Given request → Rewrite the rows from the start through the line containing "[2,551,900,1200]", changing "car" to "vehicle" and leaving everything else as it is. Omit the pictures from your answer.

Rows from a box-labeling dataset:

— Begin —

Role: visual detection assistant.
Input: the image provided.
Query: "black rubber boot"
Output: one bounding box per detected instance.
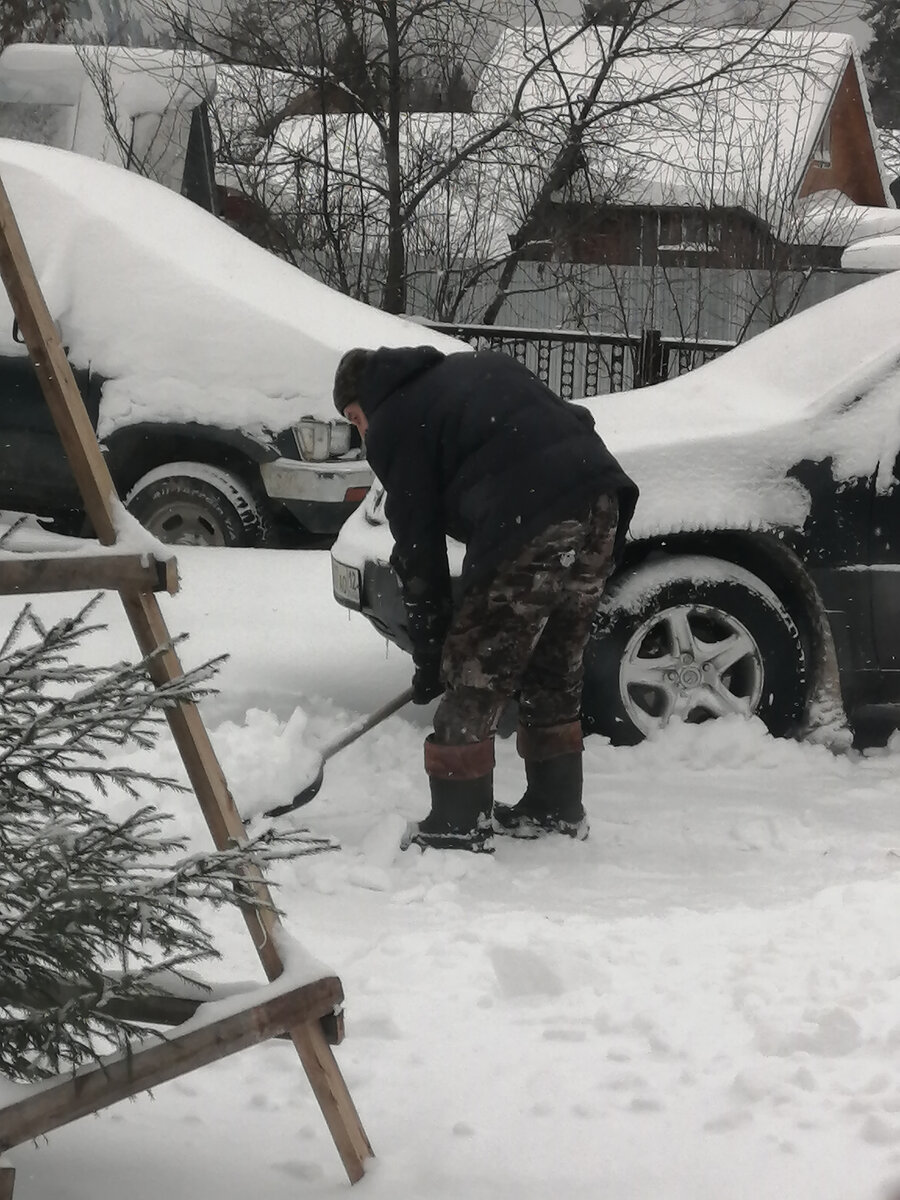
[401,737,493,854]
[493,721,590,841]
[493,751,590,841]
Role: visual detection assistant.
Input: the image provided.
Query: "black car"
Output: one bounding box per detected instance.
[331,272,900,743]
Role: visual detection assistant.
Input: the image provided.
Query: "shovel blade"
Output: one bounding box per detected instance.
[264,762,325,817]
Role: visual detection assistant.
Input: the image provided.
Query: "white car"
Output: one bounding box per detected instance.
[0,139,468,545]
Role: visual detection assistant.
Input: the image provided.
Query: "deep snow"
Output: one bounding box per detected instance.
[0,548,900,1200]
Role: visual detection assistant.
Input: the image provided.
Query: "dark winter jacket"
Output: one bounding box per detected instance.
[358,346,637,659]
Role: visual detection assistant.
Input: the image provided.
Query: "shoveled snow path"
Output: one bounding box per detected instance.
[2,551,900,1200]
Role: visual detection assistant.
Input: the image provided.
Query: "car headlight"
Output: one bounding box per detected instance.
[294,416,362,462]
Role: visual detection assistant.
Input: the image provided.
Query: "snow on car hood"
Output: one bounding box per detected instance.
[334,272,900,565]
[586,275,900,536]
[0,139,468,436]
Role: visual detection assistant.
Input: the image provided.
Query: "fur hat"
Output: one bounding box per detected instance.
[334,349,374,416]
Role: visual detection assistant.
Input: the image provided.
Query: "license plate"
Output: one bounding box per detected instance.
[331,559,362,608]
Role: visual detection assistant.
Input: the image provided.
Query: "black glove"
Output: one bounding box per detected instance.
[413,658,444,704]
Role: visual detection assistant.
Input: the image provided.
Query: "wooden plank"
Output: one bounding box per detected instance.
[0,976,343,1153]
[0,554,178,596]
[0,171,372,1183]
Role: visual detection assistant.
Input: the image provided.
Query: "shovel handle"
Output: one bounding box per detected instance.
[322,688,413,763]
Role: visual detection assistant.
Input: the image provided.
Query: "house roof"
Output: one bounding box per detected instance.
[475,22,893,224]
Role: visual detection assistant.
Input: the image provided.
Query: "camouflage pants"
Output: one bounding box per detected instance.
[434,496,618,745]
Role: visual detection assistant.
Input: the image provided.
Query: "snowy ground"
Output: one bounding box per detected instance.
[0,550,900,1200]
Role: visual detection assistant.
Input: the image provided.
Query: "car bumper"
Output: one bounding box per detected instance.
[259,458,373,533]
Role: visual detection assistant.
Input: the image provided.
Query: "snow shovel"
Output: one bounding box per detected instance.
[265,688,413,817]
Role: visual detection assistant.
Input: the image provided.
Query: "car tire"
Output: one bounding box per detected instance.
[125,462,266,546]
[582,556,808,745]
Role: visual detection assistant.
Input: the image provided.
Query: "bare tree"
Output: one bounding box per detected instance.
[133,0,859,323]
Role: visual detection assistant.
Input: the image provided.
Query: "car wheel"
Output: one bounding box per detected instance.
[125,462,265,546]
[582,557,808,745]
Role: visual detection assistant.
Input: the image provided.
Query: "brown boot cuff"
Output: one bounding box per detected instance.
[516,721,584,762]
[425,733,493,779]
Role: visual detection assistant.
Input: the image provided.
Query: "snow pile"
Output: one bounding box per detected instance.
[0,547,900,1200]
[0,140,466,436]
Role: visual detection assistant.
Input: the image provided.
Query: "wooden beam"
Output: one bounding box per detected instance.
[0,169,372,1183]
[0,976,343,1153]
[0,553,178,596]
[7,979,343,1045]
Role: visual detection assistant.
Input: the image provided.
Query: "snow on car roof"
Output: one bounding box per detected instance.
[589,265,900,446]
[0,139,468,434]
[334,272,900,571]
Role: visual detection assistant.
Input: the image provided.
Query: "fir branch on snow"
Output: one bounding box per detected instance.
[0,598,328,1080]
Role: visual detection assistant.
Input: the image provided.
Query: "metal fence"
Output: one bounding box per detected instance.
[422,322,734,400]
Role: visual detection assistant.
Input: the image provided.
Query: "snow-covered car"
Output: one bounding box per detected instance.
[0,139,460,546]
[331,274,900,743]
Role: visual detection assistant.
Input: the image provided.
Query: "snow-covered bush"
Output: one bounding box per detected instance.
[0,598,318,1080]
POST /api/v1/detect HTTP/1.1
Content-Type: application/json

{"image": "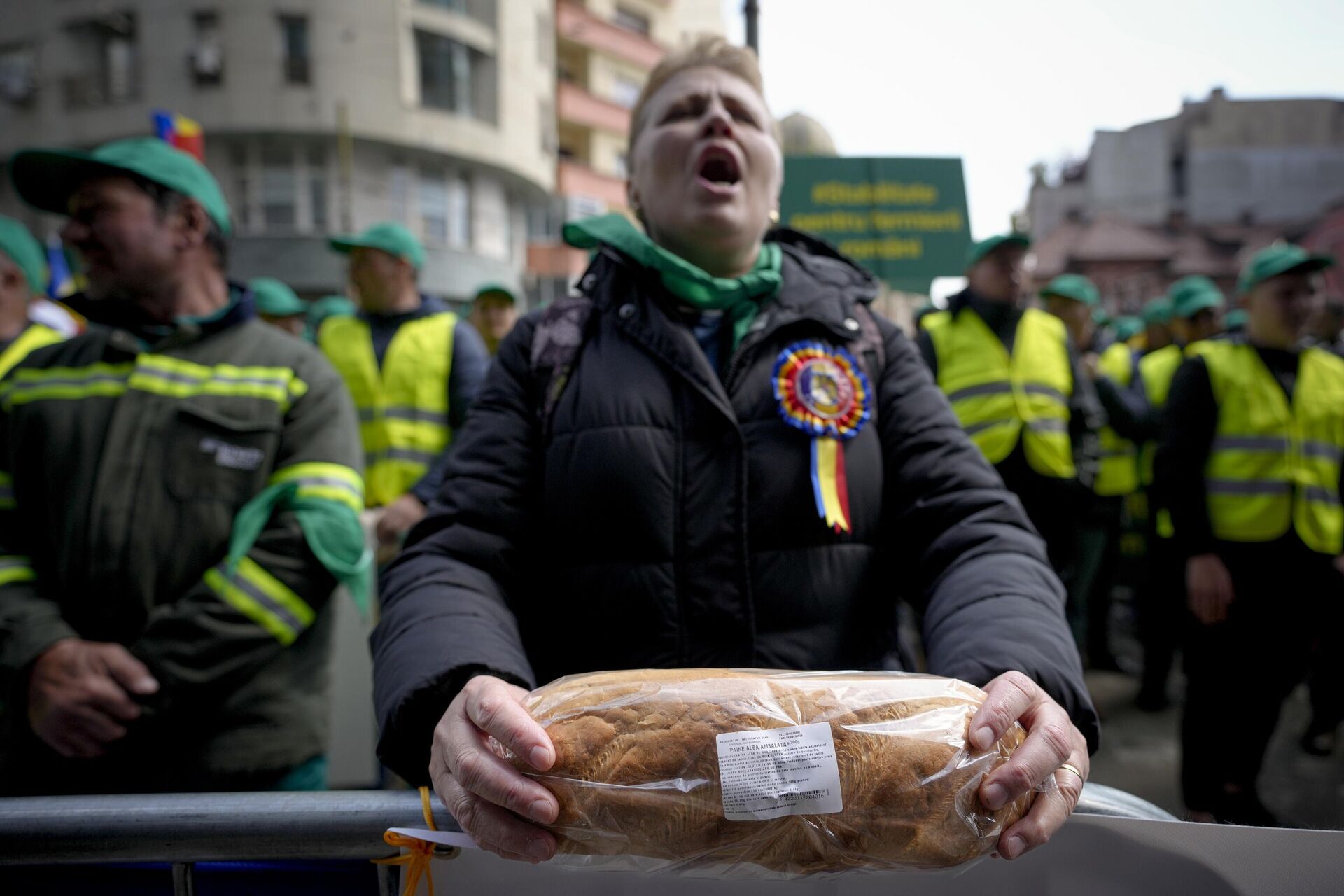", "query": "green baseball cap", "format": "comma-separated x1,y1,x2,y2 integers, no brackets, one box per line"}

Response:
1040,274,1100,307
0,215,47,295
247,276,308,317
9,137,232,237
966,234,1031,270
472,284,517,305
1236,243,1335,295
1140,295,1172,326
1167,274,1227,320
1112,314,1144,342
329,220,425,270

— End —

Full response →
Role: visual detection assistant.
Input: the image provided.
Query: "black rubber boot"
Output: one bounding box per detected instance.
[401,737,493,854]
[493,721,590,841]
[493,751,590,841]
Role: visual detection assistant.
Input: the image provided.
Query: "black vehicle"
Output: one bounding box per detected instance.
[331,272,900,743]
Role: visual detection assistant.
Input: the image provided.
Query: "shovel blade"
Output: one bounding box per detected instance.
[264,762,325,817]
Role: visual detection assistant.
Input: the image provided.
Query: "white vehicle"
Output: one bounding box per detected instance.
[0,139,468,545]
Role: visual detection assistant.
Input: the image provided.
Query: "deep snow"
Output: one bounding box per detected instance.
[0,548,900,1200]
Role: visual detection assistant.
Input: the image provided.
Query: "dark winter jacket"
Output: one bounding box per detected instance.
[358,346,637,659]
Role: visual detection assistant.
Input: the image provided.
Query: "shoveled snow path"
Output: one bounding box per detected instance.
[2,551,900,1200]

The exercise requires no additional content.